What to produce ->
The data below needs to be returned exactly, line for line.

Supplied data ->
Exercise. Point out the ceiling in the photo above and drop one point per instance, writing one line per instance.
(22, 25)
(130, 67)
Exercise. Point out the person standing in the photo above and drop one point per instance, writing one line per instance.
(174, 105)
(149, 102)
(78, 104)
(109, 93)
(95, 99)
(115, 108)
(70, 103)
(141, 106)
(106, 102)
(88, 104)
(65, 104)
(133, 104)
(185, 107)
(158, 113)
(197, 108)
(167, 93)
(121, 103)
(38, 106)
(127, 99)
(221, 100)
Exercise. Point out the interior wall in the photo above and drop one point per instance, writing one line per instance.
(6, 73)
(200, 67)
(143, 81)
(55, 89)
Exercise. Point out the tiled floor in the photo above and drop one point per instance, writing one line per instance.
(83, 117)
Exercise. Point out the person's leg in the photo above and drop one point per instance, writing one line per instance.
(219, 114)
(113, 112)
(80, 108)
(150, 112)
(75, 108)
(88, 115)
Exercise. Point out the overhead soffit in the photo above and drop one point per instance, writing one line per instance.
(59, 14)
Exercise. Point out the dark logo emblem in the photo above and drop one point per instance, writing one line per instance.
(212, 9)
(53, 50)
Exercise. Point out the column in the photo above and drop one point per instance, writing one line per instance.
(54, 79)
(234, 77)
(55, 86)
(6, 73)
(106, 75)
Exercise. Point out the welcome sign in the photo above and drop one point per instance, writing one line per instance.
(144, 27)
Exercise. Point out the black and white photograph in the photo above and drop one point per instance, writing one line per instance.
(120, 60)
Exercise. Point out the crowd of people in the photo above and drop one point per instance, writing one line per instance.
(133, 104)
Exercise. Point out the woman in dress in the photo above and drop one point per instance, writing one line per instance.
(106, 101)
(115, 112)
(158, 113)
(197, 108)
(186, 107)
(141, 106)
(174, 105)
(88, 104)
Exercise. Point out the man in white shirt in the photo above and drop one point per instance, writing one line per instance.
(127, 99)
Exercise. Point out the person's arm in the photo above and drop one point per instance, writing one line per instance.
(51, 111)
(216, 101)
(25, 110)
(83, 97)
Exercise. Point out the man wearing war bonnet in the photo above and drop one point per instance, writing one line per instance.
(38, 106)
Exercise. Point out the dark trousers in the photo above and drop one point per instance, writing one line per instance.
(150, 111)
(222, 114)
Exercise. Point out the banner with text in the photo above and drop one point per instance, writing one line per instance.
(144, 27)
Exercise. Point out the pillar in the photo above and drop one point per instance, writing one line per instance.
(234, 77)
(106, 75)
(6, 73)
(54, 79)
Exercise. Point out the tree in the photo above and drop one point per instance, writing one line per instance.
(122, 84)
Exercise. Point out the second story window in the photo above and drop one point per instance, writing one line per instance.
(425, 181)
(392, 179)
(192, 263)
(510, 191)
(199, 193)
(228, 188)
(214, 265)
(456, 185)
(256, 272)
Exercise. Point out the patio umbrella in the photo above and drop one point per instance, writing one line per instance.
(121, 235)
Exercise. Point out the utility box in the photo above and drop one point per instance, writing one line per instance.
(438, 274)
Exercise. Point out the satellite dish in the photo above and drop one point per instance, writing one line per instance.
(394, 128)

Response below ->
Exercise. Point out the ceiling in the photo above and drop one point per instance, writing one line per instance.
(22, 25)
(130, 67)
Exercise. Point out the person standing in the photo above and drop one point per instance, writing one line per instance.
(174, 105)
(149, 102)
(78, 104)
(109, 93)
(95, 99)
(115, 108)
(70, 103)
(141, 106)
(106, 102)
(88, 104)
(65, 104)
(133, 104)
(185, 107)
(158, 113)
(197, 108)
(167, 93)
(121, 103)
(38, 106)
(127, 99)
(221, 100)
Exercise. Point out the interior wall in the photo above and drop one point per instance, writing one line per instance.
(6, 73)
(200, 67)
(143, 81)
(55, 89)
Exercise. Point out the tiled floor in the photo above and drop one point per instance, writing one line per instance.
(83, 117)
Exercise. Point out the person's leg in the photo above and drop one point per instance, writing one line per instance.
(219, 114)
(113, 112)
(80, 108)
(150, 112)
(75, 108)
(88, 115)
Exercise. Point out the overhead soffit in the photo above and drop one point per instance, writing one line per instance.
(59, 14)
Exercise. Point out the dark logo emblem in the photo above and drop one point per instance, writing one line per instance.
(212, 9)
(53, 50)
Exercise. Point out the column in the photo above and drop one point per instance, writing one line per instance.
(54, 79)
(234, 77)
(55, 86)
(6, 73)
(106, 75)
Exercise. Point out the welcome sign in the photo above and drop one point per instance, writing one line per instance.
(144, 27)
Exercise. Point out the black and white photograph in the photo above and drop one point per instance, writing one line per instance.
(120, 60)
Exercise. Point out the crowd of people in the photo above and drop one point per instance, writing one line per instance.
(133, 104)
Exercise. Point out the woman in dress in the photo above and drop one point per instance, writing one line per instance.
(106, 101)
(115, 112)
(158, 113)
(197, 108)
(186, 107)
(141, 106)
(174, 105)
(88, 104)
Exercise. Point out the man in white shirt in the photo above and drop one point per instance, writing one line per instance.
(127, 99)
Exercise. Point out the person's arm in the photo above and drop one point per instance, writing one line per instance.
(51, 111)
(216, 101)
(25, 110)
(83, 97)
Exercise. Point out the man wearing war bonnet in the photo above and drop one point per instance, writing one line per instance.
(38, 106)
Exercise. Point out the dark trousers in the photo above and drop one point per instance, writing one line per instance.
(150, 111)
(222, 114)
Exercise. Point out the banner with text in the photo above and drop one point per instance, writing one line per instance.
(144, 27)
Exercise. Point out the pillar in the photo above and drop one point per instance, writing one line per instance.
(234, 77)
(106, 75)
(6, 73)
(54, 79)
Exercise. Point out the tree in the photo above and drop one point per instance, writing one line per instance.
(122, 84)
Exercise. Point out the second story window in the photo above and drop one point per instance, writing one line per instance.
(425, 181)
(392, 179)
(192, 263)
(510, 191)
(199, 193)
(228, 188)
(214, 265)
(456, 185)
(256, 272)
Exercise. Point out the patio umbrella in the photo above and drop one point per instance, writing one line per instance.
(121, 235)
Exercise. Point out the utility box in the photo above and drop one point per instance, writing one line per instance.
(438, 274)
Exercise. Point out the satellite dish in the photo above and drop one point per instance, writing one line per instance.
(394, 128)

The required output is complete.